Start Data for this task

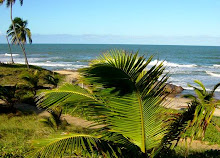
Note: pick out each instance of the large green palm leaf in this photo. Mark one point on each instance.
(136, 113)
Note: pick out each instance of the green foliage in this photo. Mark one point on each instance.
(8, 94)
(52, 79)
(212, 134)
(135, 113)
(23, 83)
(21, 29)
(193, 122)
(16, 133)
(55, 121)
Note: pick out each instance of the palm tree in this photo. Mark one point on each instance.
(12, 61)
(132, 118)
(18, 30)
(194, 121)
(10, 3)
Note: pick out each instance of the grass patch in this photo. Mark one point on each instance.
(17, 133)
(212, 135)
(10, 74)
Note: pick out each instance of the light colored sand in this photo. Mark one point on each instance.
(71, 76)
(182, 103)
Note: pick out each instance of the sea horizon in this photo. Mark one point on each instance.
(185, 63)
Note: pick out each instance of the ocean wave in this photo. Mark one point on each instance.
(215, 65)
(213, 74)
(6, 54)
(166, 63)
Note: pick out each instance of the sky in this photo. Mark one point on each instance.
(177, 22)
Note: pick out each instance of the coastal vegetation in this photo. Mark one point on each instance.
(20, 36)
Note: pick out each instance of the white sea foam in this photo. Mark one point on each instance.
(171, 64)
(215, 65)
(6, 54)
(213, 74)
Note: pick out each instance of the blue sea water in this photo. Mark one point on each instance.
(184, 63)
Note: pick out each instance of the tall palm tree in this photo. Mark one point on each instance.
(21, 30)
(132, 118)
(10, 3)
(12, 61)
(18, 32)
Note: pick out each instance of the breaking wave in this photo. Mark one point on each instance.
(213, 74)
(166, 63)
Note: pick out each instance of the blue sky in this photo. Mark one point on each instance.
(191, 22)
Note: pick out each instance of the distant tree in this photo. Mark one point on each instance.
(10, 3)
(12, 61)
(22, 31)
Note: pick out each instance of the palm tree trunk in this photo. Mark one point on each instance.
(12, 61)
(18, 41)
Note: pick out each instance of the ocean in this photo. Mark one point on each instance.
(184, 63)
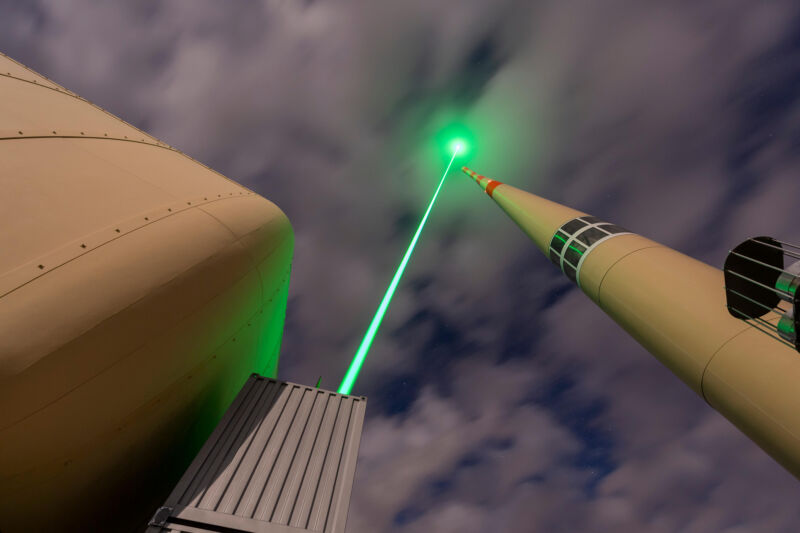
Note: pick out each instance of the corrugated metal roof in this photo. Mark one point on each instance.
(283, 455)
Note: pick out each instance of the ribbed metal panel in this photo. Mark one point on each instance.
(283, 455)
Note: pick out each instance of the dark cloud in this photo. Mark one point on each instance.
(501, 398)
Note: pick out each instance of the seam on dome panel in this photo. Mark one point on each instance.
(211, 355)
(34, 269)
(104, 137)
(65, 91)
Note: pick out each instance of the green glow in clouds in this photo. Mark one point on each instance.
(361, 354)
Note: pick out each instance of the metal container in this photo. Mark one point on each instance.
(282, 458)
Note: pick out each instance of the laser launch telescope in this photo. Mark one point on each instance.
(730, 335)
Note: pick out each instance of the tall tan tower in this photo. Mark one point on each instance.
(678, 309)
(138, 291)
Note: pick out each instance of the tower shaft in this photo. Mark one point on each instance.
(675, 307)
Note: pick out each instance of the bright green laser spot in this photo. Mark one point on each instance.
(458, 145)
(361, 354)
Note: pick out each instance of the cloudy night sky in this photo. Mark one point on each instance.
(500, 397)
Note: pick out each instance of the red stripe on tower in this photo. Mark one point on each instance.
(491, 186)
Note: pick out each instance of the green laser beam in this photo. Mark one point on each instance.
(361, 354)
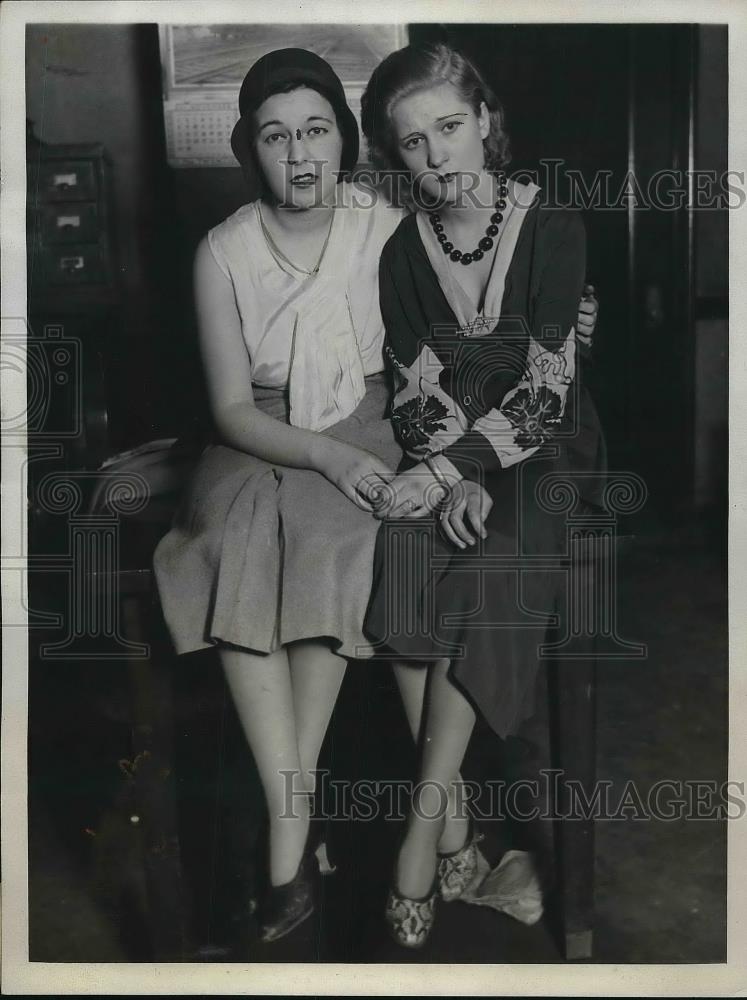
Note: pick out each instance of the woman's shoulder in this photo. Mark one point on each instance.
(244, 218)
(231, 238)
(373, 207)
(403, 241)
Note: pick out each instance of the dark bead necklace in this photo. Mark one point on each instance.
(486, 243)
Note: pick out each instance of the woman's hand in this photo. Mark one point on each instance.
(470, 508)
(359, 474)
(412, 494)
(587, 316)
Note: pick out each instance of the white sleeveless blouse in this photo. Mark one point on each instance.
(323, 331)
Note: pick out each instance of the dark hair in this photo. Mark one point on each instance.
(250, 164)
(281, 72)
(418, 67)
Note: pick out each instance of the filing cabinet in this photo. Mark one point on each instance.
(70, 242)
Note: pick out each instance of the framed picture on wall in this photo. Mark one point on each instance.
(203, 66)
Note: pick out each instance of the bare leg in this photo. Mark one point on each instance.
(411, 681)
(449, 721)
(261, 689)
(316, 676)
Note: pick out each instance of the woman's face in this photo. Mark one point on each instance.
(439, 139)
(299, 147)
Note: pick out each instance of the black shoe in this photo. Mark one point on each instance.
(286, 906)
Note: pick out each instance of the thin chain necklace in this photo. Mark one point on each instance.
(278, 253)
(486, 243)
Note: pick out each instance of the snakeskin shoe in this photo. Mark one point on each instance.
(457, 869)
(411, 920)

End Data for this task

Short problem: Your copy should match the records word for word, with the pictures removed.

Exercise output:
Note: pick out each instance of the large green palm leaf in this photo. Mark one point on each instance.
(136, 113)
Note: pick out each instance of the green foliage in this photo. Mark one point on each instance.
(8, 94)
(52, 79)
(212, 134)
(135, 113)
(23, 83)
(21, 29)
(193, 122)
(16, 133)
(55, 121)
Note: pick out each instance of the palm tree in this photo. Mark one point on each instance.
(12, 61)
(132, 118)
(18, 30)
(194, 121)
(10, 3)
Note: pick out each instance of the grass patch in this photo. Mark one point on each instance.
(17, 133)
(212, 135)
(10, 74)
Note: pick out each instance of the light colored sand in this photo. Mark one point on each instance.
(71, 76)
(182, 103)
Note: pick out each instance of the sea horizon in this photo. Mark one point on each instance.
(185, 63)
Note: pick out each instance of the ocean wave in this photo. Mark one point on each instance.
(215, 65)
(213, 74)
(6, 54)
(166, 63)
Note: pick out each instance of the sky in this photo. Mark one point on each instance.
(177, 22)
Note: pick out each instance of the coastal vegetation in this photo. Mark one point on each instance.
(20, 36)
Note: pick out each instance of the white sea foam in this photo. Mark one point on each instance.
(171, 64)
(215, 65)
(6, 54)
(213, 74)
Note: pick out each instance of the blue sea water in this photo. Mark one point on each instance.
(184, 63)
Note: pick out each instance of the tall palm tree in this photo. Mark one point on each instance.
(21, 30)
(132, 118)
(10, 3)
(12, 61)
(18, 32)
Note: pick out each instance of the breaking wave in this photo. Mark one point on each instance.
(213, 74)
(166, 63)
Note: pick out each instance of the blue sky in this photo. Mark one point on each instance.
(191, 22)
Note: pick out each instance of the distant tree in this photo. Mark one point on each instance.
(10, 3)
(12, 61)
(22, 31)
Note: pick out each instance of the palm tree trunk in this photo. Mark one point on each instance.
(12, 61)
(18, 41)
Note: pick out each instance of the ocean in this photo. Mark one point on each instance.
(184, 63)
Note: pick out each instance of the corrugated metal roof in this photo. Mark one point on each instance.
(283, 455)
Note: pick out each instance of the ribbed metal panel in this photo. Mark one point on each instance.
(283, 455)
Note: pick out each instance of the dark cloud in this photo. Mark one point on each instance.
(501, 398)
Note: pick out each instance of the seam on dome panel in this photo. Mark one point on each instance.
(211, 355)
(34, 269)
(104, 137)
(65, 91)
Note: pick out each instance of the green glow in clouds in this photo. Mark one point on each instance.
(361, 354)
Note: pick out each instance of the metal container in this photo. Mark one point on each instance.
(282, 458)
Note: pick out each instance of the laser launch telescope in this photo. Mark one point on each instance.
(730, 335)
Note: pick out each instance of the tall tan tower in this photo. Mark one point on each instance.
(678, 309)
(138, 291)
Note: pick out each instance of the tower shaft in this photo. Mark one point on each instance.
(675, 307)
Note: pick out each instance of the bright green laser spot in this photo. Mark one point on each instance.
(458, 145)
(361, 354)
Note: pick out each instance of the cloudy night sky in this photo. Mark one point on each instance.
(500, 397)
Note: pick out each instance of the red stripe on tower in this photo. Mark one point on each instance.
(491, 186)
Note: pick out each instance of the green laser beam in this photo. Mark one point on each instance.
(361, 354)
Note: pick out each instance of the woman's shoulder in this photo. Mark one point on each instance.
(244, 218)
(231, 238)
(373, 207)
(403, 241)
Note: pick out each instance of the dark bead necklace in this photo. Mark one point on each instance.
(486, 243)
Note: pick out each instance of the woman's hand in this photo. Mark one point on each instance.
(470, 508)
(359, 474)
(412, 494)
(587, 316)
Note: pick out each instance of the white sleeveless blouse in this photo. Mark one point on each instance.
(323, 331)
Note: pick out each instance of the dark hair in this photo. Mark one point on each instance.
(250, 164)
(281, 72)
(418, 67)
Note: pick out each instance of the filing cabinet in this photo. Mark one point on each instance.
(70, 242)
Note: pick out each instance of the framed picture on wall in this photo. Mark one point on each instance.
(203, 66)
Note: pick out each instance of the bare leg in this photo. Mark one point on each instance.
(411, 681)
(449, 721)
(261, 689)
(316, 676)
Note: pick out each instance of the woman's face in this photo. Mark one point on each instance.
(439, 139)
(299, 147)
Note: pick out each instance of the black shoe in this photo. Mark one point on each instance.
(286, 906)
Note: pick out each instance of the thin chain necklace in this photo. Mark one point on each instance.
(278, 253)
(486, 243)
Note: pick out each instance of the snakeskin shoe in this photo. Mark one point on each instance.
(457, 869)
(411, 920)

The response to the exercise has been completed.